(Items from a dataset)
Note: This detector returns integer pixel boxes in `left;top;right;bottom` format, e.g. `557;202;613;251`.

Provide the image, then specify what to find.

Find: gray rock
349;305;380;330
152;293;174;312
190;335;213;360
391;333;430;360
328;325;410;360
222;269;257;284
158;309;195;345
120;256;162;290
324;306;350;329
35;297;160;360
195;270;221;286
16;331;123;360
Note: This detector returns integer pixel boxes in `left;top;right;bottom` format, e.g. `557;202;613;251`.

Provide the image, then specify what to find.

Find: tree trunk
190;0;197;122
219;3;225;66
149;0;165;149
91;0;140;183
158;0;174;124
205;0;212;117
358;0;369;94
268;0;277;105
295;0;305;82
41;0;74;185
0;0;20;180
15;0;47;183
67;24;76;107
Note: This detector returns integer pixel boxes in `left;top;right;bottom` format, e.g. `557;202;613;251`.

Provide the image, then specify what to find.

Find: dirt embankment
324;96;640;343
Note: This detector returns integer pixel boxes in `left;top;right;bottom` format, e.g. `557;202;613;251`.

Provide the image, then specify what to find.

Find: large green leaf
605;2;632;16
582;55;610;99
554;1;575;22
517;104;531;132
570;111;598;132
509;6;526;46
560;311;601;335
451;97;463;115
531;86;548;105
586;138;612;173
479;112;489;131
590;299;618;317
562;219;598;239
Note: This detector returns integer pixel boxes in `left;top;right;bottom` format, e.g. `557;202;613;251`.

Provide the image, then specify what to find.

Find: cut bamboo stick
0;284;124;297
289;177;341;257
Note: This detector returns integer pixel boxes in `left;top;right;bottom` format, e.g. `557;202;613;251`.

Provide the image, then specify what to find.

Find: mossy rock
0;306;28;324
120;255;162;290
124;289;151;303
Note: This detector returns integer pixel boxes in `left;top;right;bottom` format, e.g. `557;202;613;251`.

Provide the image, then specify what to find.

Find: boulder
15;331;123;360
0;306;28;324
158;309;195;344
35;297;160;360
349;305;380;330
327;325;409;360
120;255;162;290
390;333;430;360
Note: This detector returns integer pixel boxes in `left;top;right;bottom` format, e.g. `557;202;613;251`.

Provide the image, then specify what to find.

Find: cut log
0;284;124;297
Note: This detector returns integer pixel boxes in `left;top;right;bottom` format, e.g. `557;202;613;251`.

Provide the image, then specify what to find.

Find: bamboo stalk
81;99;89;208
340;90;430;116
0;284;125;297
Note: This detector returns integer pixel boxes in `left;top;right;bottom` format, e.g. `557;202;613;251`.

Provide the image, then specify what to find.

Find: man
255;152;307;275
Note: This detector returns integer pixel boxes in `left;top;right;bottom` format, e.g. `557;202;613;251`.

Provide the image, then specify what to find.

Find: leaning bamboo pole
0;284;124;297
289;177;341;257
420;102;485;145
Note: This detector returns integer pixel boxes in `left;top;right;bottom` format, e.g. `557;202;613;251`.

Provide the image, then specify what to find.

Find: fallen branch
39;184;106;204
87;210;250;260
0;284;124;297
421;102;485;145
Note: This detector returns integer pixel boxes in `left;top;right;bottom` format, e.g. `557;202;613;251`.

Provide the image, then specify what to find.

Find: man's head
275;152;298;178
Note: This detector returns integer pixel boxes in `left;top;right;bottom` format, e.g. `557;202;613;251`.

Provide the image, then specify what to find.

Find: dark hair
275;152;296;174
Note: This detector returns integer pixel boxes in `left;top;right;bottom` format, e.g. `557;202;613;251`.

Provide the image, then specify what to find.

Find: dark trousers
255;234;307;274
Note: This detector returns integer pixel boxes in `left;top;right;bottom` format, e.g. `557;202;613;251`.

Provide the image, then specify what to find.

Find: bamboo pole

= Exercise directions =
The records above are to be restated word for word.

= Exercise result =
Note: This detector returns integer pixel boxes in `left;top;right;bottom` format, e.g. `557;202;613;251`.

Provide the image, then specify what to find.

Find: gray rock
349;305;380;330
152;293;174;312
190;335;213;360
391;333;430;360
328;325;410;360
222;269;257;284
158;309;195;345
120;256;162;290
324;306;350;329
35;297;160;360
195;270;221;286
16;331;123;360
Note: This detector returns integer pixel boxes in `left;top;right;bottom` format, e.g. `557;202;613;251`.

Provide the image, then specify what to find.

Find: tree trunk
190;0;197;122
219;3;225;66
149;0;165;149
91;0;140;183
158;0;174;124
205;0;212;117
358;0;369;94
268;0;277;105
295;0;305;82
41;0;74;185
0;0;20;180
15;0;47;183
67;24;76;107
Note: This detector returns integer pixel boxes in `left;top;right;bottom` format, e.g. `557;202;613;251`.

Provide the image, then specify what to find.

Find: dirt embankment
324;96;640;343
Note: This detector returns integer pixel boxes in `left;top;right;bottom` format, e.g. `557;202;613;251`.

Provide the image, then specify what to find.

Find: large green leaf
605;2;632;16
582;55;610;99
554;1;575;22
517;104;531;132
570;111;598;132
509;6;526;46
560;311;601;335
451;97;463;115
531;86;548;105
586;138;612;173
479;112;489;131
590;299;618;317
562;219;598;239
Note: This detector returns integer pixel boxes in `left;top;right;bottom` format, e.g. `557;202;613;251`.

Provide the image, then specify what to find.

Find: cut bamboo stick
0;284;124;297
289;177;341;257
Note: This detector returns integer pixel boxes in `left;top;right;bottom` format, e.g. `557;202;613;251`.

Provide the image, then specify what to find.

Find: mossy rock
0;306;28;324
120;255;162;290
124;289;151;303
Note: This detector returns integer pixel boxes in `left;top;right;bottom` format, e.g. `557;202;613;251`.

Provide the image, then specify what to find.

Find: boulder
15;331;123;360
0;306;28;324
158;309;195;344
35;297;160;360
349;305;380;330
327;325;409;360
120;255;162;290
390;333;430;360
Note: This detector returns integer pixel boxes in `left;top;right;bottom` format, e.g. `557;202;613;251`.

Provide the image, then specify what to find.

Find: cut log
0;284;124;297
Note: This detector returns integer pixel boxes in `left;top;right;bottom` format, e.g. `557;202;613;251`.

Provide the image, then specify what to find.

Find: bamboo stalk
81;99;89;208
340;90;430;116
0;284;125;297
Note: This detector returns integer pixel boxes in `left;top;right;bottom` format, e.g. `557;202;613;251`.

Provide the image, then specify what to find.

Find: man
255;152;307;275
Note: This detector returns integer pixel boxes in `left;top;right;bottom` format, e.g. `557;202;613;251`.

Provide the image, then specify what to find.

Find: leaning bamboo pole
0;284;124;297
289;177;341;257
420;102;485;145
Note: This detector returns integer pixel boxes in `left;top;right;bottom` format, e.g. `557;202;613;251`.

Provide the image, then specify what to find.

Find: fallen branch
39;184;106;204
87;210;250;260
0;284;124;297
421;102;485;145
Note: This detector returns integer pixel boxes in `left;top;right;bottom` format, e.g. `557;202;613;251`.

Provide the image, then specify what to find.

Find: man's head
275;152;298;178
Note: This detector returns integer pixel boxes in `left;top;right;bottom` format, e.g. `557;202;613;251`.

Provide the image, then specify what to find.

Find: dark hair
275;152;296;174
Note: This detector returns integer pixel boxes in `left;top;right;bottom` format, e.g. `557;202;613;251`.

Provide the image, then specify what to find.

Find: dark trousers
255;234;307;274
Note: This detector returns integer pixel boxes in `left;top;right;bottom` format, e.g. `557;202;613;251`.

Provide the image, then specify what to find.

Find: bamboo pole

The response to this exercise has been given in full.